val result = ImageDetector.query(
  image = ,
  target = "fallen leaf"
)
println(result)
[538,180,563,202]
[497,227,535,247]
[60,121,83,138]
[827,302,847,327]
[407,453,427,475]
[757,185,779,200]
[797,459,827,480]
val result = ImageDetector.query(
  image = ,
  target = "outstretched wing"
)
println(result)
......
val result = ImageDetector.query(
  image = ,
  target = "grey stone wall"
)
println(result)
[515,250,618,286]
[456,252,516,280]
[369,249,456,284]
......
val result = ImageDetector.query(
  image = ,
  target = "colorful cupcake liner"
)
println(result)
......
Request: Report every line in the entries that contains the string "target", and treat case as significant when matching.

Answer below:
  target = "fallen leaf"
  target = "outstretched wing"
  target = "grey stone wall"
  target = "colorful cupcake liner"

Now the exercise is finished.